WHAT IS REQUIRED: State how many lines in the items below contain the string "window", matching case, and reply with only that number.

start DATA SECTION

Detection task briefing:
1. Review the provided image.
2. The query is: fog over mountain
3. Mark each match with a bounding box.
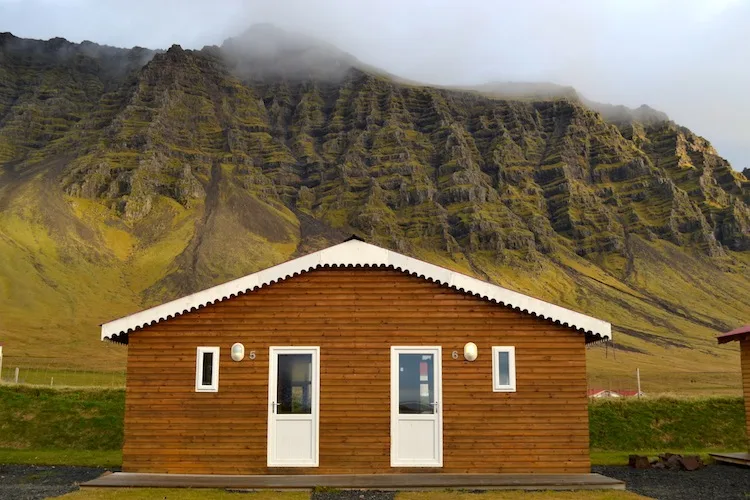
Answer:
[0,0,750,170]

end DATA SECTION
start DATA SECTION

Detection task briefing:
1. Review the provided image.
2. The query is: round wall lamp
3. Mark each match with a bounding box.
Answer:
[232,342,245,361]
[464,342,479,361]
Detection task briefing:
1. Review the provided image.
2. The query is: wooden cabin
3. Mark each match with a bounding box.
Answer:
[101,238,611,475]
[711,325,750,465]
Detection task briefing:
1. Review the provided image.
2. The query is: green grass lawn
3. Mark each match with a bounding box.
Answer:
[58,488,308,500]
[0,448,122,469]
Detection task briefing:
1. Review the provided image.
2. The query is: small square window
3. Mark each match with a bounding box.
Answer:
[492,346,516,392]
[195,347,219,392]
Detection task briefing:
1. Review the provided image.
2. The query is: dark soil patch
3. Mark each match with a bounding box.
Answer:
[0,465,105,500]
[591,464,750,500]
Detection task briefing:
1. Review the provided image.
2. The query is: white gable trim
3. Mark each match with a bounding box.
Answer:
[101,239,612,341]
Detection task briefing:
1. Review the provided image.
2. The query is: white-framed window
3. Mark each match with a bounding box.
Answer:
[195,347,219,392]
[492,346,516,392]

end DATA SECTION
start DATA SECTION

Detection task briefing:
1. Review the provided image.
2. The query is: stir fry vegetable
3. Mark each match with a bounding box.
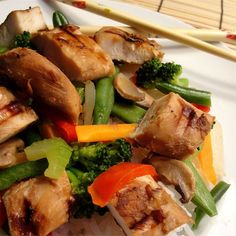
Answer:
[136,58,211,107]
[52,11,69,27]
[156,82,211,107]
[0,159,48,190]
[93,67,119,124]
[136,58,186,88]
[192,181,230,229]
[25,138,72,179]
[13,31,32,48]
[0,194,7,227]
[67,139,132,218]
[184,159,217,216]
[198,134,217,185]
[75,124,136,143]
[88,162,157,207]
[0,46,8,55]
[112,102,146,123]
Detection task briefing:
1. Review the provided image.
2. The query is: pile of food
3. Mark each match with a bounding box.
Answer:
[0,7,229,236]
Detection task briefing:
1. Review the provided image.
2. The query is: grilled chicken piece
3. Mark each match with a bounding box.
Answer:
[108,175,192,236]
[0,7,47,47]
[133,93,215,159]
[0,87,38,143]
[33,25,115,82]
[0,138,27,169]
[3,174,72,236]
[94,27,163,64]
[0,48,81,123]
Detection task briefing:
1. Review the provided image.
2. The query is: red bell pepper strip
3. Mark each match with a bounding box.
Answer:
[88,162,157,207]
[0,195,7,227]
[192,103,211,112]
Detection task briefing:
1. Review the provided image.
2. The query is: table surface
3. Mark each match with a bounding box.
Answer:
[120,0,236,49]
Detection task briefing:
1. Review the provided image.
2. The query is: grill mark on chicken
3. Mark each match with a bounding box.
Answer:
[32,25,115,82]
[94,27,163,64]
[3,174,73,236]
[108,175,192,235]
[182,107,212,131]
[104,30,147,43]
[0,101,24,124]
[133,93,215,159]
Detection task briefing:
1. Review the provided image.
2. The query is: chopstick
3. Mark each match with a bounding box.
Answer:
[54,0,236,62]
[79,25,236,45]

end DATA SECTION

TASK OUTPUT: 2